Verbatim output of all the material below is required.

§ Supplied information
+ + + + +

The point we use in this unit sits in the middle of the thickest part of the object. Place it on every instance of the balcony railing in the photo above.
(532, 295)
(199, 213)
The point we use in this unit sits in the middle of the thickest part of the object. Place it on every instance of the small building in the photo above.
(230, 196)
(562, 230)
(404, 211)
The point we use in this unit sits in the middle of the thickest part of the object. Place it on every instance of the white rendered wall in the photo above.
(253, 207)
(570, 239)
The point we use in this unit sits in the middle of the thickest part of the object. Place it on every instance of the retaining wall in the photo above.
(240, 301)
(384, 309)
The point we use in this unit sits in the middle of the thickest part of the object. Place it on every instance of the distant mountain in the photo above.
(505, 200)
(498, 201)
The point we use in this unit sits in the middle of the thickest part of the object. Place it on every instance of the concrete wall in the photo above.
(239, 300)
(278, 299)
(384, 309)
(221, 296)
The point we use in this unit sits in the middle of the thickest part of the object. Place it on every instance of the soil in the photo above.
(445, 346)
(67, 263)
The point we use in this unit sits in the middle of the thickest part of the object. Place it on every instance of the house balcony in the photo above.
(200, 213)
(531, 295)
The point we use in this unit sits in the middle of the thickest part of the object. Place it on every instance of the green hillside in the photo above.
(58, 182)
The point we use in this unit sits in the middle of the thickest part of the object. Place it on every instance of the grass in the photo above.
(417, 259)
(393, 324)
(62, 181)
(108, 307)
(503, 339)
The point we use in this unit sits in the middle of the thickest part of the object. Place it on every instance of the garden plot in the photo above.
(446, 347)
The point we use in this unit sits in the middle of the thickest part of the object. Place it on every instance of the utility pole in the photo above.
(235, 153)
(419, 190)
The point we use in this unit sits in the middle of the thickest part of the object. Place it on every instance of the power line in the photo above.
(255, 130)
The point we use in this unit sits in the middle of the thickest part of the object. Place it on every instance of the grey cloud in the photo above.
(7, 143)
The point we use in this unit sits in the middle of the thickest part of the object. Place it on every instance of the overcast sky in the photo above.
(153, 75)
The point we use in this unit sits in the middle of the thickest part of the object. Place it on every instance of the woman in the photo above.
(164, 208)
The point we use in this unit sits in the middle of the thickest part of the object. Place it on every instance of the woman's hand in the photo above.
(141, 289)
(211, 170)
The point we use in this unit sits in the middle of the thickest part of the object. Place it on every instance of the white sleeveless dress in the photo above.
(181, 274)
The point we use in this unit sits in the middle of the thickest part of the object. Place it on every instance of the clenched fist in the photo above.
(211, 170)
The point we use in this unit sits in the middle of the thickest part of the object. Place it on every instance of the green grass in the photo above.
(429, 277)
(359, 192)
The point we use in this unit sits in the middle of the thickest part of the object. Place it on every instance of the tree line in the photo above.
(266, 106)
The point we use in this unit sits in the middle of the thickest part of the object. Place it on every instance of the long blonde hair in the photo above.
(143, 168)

+ + + + +

§ Exercise output
The point we use in this unit sits in the middle of the thickest part of the object. Place it on every instance of the balcony railing in the photo above.
(532, 295)
(199, 213)
The point we use in this unit sits in the middle of the thickest part of the object. Place it on every instance of the small building in the photo above.
(230, 196)
(562, 230)
(404, 211)
The point we use in this unit sits in the middle of the thickest part of the object. Place it on every instance of the white rendered wall in the photo above.
(253, 207)
(570, 239)
The point we use in this unit sits in the middle of the thickest part of the object. Place it on every instance of the retaining wall in the photo above.
(240, 301)
(384, 309)
The point we use in this unit sits in the middle of the thickest part of the object. Place it on every instance of the distant mountain in the photo above.
(505, 200)
(498, 201)
The point we use in this unit sits in the middle of the thickest part of the object. Place it on every instance of the concrete wall in the photo above.
(239, 300)
(278, 299)
(384, 309)
(221, 296)
The point we use in this unit sits in the middle of the thickest part of the object. Place it on every instance of the soil in the photo above.
(445, 346)
(67, 263)
The point we use in this unit sits in the middle of the thickest part of the object. Place it on every instance of the house balcony in the photo above.
(200, 213)
(531, 295)
The point we use in this unit sits in the middle of the thickest part of the object. Place it on every instance of the green hillside in the photo above.
(58, 182)
The point we use in this unit sits in the middle of the thickest part of the object. Place it on every instance of the grass in the photo above.
(417, 259)
(393, 324)
(62, 181)
(108, 307)
(503, 339)
The point we use in this unit sits in the middle of the thickest part of the object. Place it on every instance of the garden plot in the photo above.
(446, 347)
The point we use in this unit sits in the middle of the thickest part of the object. Place it on every instance of the utility pole in the photo above.
(235, 153)
(419, 190)
The point we use in this unit sits in the middle of the thickest part of the object. Place it on every instance of the power line in the photo above.
(255, 130)
The point we use in this unit sits in the middle of the thickest part of the object. Place it on every instance of the grey cloud in the photo above.
(7, 143)
The point we use in this unit sits in the middle of the thickest part of the object. Place it on every instance of the overcast sky in the photo above.
(153, 75)
The point we use in this unit sits in the middle of the thickest part of the object. Place it on every instance of the woman in the photo above.
(164, 208)
The point we use in this unit sits in the middle of the thickest part of the object. Place it on every instance of the woman's hand in the photo above.
(141, 289)
(211, 170)
The point we use in this unit sits in the middle of the thickest part of the object. Place it on every instance of the white sleeveless dress in the photo above.
(181, 274)
The point we use in this unit sits in the middle of the thickest part of the object. Place it on every instance of the clenched fist in the photo above.
(211, 170)
The point we use in this unit sits in the middle of the thickest part of the object. Place it on every instance of the green grass in the photo above.
(429, 277)
(359, 192)
The point we use in this unit sits in the middle of the thickest part of the object. Place it on every instance of the tree line in the photo above.
(266, 106)
The point we use in this unit sits in the middle of the thickest part of the object. Place it on every instance of the long blonde hair in the photo above.
(143, 168)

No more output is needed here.